Copy everything from the line containing "</instance>" down to the line containing "positive clicks: (20, 129)", both of those lines included, reproducing each line character for character.

** Data shown follows **

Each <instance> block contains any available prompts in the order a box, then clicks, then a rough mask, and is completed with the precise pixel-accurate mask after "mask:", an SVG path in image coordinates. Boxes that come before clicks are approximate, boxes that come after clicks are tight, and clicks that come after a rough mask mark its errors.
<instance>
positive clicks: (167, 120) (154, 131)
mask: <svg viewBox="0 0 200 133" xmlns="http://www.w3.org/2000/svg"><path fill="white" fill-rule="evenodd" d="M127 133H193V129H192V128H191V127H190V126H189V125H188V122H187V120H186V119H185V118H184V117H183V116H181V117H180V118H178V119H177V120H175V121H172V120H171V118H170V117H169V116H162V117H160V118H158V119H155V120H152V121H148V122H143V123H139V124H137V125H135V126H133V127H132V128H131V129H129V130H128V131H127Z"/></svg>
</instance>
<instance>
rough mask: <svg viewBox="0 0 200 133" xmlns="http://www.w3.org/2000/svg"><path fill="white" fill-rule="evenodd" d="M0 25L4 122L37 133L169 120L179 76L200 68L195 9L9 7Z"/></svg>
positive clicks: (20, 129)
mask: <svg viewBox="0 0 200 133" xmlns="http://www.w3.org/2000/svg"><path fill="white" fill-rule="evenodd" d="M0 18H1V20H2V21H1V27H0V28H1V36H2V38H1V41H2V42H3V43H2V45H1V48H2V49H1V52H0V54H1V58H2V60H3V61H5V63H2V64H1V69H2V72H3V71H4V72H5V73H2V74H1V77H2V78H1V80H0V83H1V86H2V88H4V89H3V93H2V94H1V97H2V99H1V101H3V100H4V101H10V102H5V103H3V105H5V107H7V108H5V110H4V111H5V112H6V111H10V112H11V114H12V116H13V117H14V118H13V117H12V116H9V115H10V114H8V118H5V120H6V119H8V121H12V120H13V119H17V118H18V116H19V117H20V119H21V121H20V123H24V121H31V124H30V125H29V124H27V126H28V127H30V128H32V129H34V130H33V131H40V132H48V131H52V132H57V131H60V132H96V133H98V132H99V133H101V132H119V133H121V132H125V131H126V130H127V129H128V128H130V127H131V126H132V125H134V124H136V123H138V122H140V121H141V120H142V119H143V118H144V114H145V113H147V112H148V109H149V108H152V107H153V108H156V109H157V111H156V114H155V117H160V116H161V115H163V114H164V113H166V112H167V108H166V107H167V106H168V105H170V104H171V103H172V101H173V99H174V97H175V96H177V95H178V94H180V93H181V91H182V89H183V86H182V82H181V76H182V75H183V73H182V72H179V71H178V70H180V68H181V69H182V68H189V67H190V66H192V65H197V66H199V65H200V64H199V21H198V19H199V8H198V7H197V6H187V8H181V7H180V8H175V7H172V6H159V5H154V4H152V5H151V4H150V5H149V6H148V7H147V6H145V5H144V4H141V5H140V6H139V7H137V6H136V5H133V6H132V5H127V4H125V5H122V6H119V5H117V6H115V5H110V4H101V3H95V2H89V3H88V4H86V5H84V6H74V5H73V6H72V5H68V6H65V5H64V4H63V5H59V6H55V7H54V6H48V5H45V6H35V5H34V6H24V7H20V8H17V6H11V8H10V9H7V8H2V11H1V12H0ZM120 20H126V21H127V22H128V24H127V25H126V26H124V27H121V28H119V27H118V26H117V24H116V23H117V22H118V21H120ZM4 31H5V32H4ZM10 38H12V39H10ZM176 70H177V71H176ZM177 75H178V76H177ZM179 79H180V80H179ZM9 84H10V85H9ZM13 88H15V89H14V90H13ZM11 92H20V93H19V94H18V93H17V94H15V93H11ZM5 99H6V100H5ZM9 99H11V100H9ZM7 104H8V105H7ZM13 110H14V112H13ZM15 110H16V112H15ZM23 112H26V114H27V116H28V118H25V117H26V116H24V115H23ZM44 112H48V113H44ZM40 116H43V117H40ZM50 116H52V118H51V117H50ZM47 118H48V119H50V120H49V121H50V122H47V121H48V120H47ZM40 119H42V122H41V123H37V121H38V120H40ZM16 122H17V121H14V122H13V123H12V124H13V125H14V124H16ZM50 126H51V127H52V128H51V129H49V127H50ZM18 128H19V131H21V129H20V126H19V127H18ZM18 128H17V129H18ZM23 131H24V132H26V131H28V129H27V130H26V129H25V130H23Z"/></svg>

** End of Data shown **

## The answer
</instance>
<instance>
rough mask: <svg viewBox="0 0 200 133" xmlns="http://www.w3.org/2000/svg"><path fill="white" fill-rule="evenodd" d="M0 25L4 122L37 133L169 120L179 76L200 68L195 9L9 7Z"/></svg>
positive clicks: (20, 129)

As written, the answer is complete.